[Entries from an annotation dataset]
-- START --

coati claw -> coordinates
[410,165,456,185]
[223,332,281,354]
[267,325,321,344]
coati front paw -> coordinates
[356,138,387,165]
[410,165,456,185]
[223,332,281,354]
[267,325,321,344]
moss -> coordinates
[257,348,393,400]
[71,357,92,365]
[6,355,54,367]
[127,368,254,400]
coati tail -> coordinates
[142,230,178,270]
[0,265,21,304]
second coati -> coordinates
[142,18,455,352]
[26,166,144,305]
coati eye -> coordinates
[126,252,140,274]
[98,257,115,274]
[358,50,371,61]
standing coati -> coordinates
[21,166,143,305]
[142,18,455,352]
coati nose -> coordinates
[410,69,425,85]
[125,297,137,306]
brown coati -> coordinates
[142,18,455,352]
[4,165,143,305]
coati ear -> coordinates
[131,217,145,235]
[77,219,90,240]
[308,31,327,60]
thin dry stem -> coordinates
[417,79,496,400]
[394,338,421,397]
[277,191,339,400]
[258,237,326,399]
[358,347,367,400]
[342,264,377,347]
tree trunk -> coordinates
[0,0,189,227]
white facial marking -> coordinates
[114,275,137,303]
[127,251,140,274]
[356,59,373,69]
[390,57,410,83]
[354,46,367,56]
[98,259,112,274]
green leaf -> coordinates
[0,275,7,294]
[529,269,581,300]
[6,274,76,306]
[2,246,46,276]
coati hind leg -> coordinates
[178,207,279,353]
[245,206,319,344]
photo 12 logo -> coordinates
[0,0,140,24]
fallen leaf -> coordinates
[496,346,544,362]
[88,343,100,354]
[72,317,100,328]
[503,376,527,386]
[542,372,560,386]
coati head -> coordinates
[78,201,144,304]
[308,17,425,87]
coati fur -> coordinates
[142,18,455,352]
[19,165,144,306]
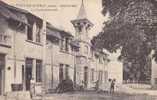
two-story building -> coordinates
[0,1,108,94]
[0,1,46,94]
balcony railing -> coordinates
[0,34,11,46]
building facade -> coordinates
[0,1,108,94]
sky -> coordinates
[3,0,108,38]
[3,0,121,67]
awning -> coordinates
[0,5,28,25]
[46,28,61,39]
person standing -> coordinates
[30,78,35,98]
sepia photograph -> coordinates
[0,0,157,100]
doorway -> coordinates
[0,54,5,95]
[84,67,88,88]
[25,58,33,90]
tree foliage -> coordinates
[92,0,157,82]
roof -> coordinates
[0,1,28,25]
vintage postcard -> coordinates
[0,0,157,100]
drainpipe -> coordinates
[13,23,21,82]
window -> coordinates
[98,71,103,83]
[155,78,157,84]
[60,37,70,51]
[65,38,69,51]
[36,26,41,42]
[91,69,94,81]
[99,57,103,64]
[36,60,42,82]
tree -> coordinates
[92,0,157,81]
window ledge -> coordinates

-- END --

Put each line of the items above into a Markdown table with two columns, Row for its number and Line for the line itself, skipping any blank lines. Leave the pictures out of the table.

| Row | Line |
|---|---|
| 1 | coati claw -> coordinates |
| 2 | [410,165,456,185] |
| 3 | [223,332,281,354] |
| 4 | [267,325,321,344] |
| 5 | coati front paw -> coordinates |
| 6 | [356,138,387,165] |
| 7 | [410,165,456,185] |
| 8 | [223,332,281,354] |
| 9 | [267,325,321,344] |
| 10 | moss -> coordinates |
| 11 | [257,348,393,400] |
| 12 | [71,357,92,365] |
| 13 | [6,355,54,367] |
| 14 | [127,368,254,400] |
| 15 | coati tail -> coordinates |
| 16 | [142,230,178,270] |
| 17 | [0,265,21,304] |
| 18 | second coati -> coordinates |
| 19 | [142,18,455,352] |
| 20 | [26,166,144,305] |
| 21 | coati eye -> coordinates |
| 22 | [126,252,140,274] |
| 23 | [98,257,115,274] |
| 24 | [358,50,371,61] |
| 25 | standing coati -> coordinates |
| 26 | [21,166,143,305] |
| 27 | [142,18,455,352] |
| 28 | coati nose -> coordinates |
| 29 | [410,69,425,85] |
| 30 | [125,297,137,306] |
| 31 | brown coati -> coordinates |
| 32 | [142,18,455,352] |
| 33 | [4,165,143,305] |
| 34 | coati ear -> coordinates |
| 35 | [131,217,145,235] |
| 36 | [77,219,90,240] |
| 37 | [308,31,327,60] |
| 38 | thin dry stem -> coordinates |
| 39 | [417,79,496,400] |
| 40 | [394,338,421,397] |
| 41 | [277,191,339,400] |
| 42 | [258,237,326,399] |
| 43 | [358,347,367,400] |
| 44 | [342,264,377,347] |
| 45 | tree trunk -> coordinates |
| 46 | [0,0,189,227] |
| 47 | white facial marking -> coordinates |
| 48 | [114,275,137,303] |
| 49 | [127,251,140,274] |
| 50 | [356,59,373,69] |
| 51 | [390,57,410,83] |
| 52 | [354,46,367,56] |
| 53 | [98,259,112,274] |
| 54 | green leaf -> coordinates |
| 55 | [0,275,7,294] |
| 56 | [529,269,581,300] |
| 57 | [6,274,76,306] |
| 58 | [2,246,46,276] |
| 59 | coati hind leg -> coordinates |
| 60 | [178,207,279,353] |
| 61 | [245,206,319,344] |
| 62 | photo 12 logo -> coordinates |
| 63 | [0,0,140,24] |
| 64 | fallen leaf -> coordinates |
| 65 | [496,346,544,362] |
| 66 | [88,343,100,354] |
| 67 | [72,317,100,328] |
| 68 | [503,376,527,386] |
| 69 | [542,372,560,386] |
| 70 | coati head -> coordinates |
| 71 | [78,201,144,304] |
| 72 | [308,17,425,87] |
| 73 | coati fur -> coordinates |
| 74 | [142,18,455,352] |
| 75 | [19,165,144,306] |
| 76 | two-story building -> coordinates |
| 77 | [0,1,108,94] |
| 78 | [0,1,46,94] |
| 79 | balcony railing -> coordinates |
| 80 | [0,34,11,46] |
| 81 | building facade -> coordinates |
| 82 | [0,1,108,94] |
| 83 | sky -> coordinates |
| 84 | [3,0,108,38] |
| 85 | [3,0,121,67] |
| 86 | awning -> coordinates |
| 87 | [0,5,28,25] |
| 88 | [46,28,61,39] |
| 89 | person standing -> coordinates |
| 90 | [30,78,35,98] |
| 91 | sepia photograph -> coordinates |
| 92 | [0,0,157,100] |
| 93 | doorway -> coordinates |
| 94 | [0,54,5,95] |
| 95 | [84,67,88,88] |
| 96 | [25,58,33,90] |
| 97 | tree foliage -> coordinates |
| 98 | [92,0,157,82] |
| 99 | roof -> coordinates |
| 100 | [0,1,28,25] |
| 101 | vintage postcard -> coordinates |
| 102 | [0,0,157,100] |
| 103 | drainpipe -> coordinates |
| 104 | [13,23,21,82] |
| 105 | window -> coordinates |
| 106 | [98,71,103,83] |
| 107 | [155,78,157,84] |
| 108 | [60,37,70,51] |
| 109 | [65,38,69,51] |
| 110 | [36,26,41,42] |
| 111 | [91,69,94,81] |
| 112 | [99,57,103,64] |
| 113 | [36,60,42,82] |
| 114 | tree -> coordinates |
| 115 | [92,0,157,81] |
| 116 | window ledge -> coordinates |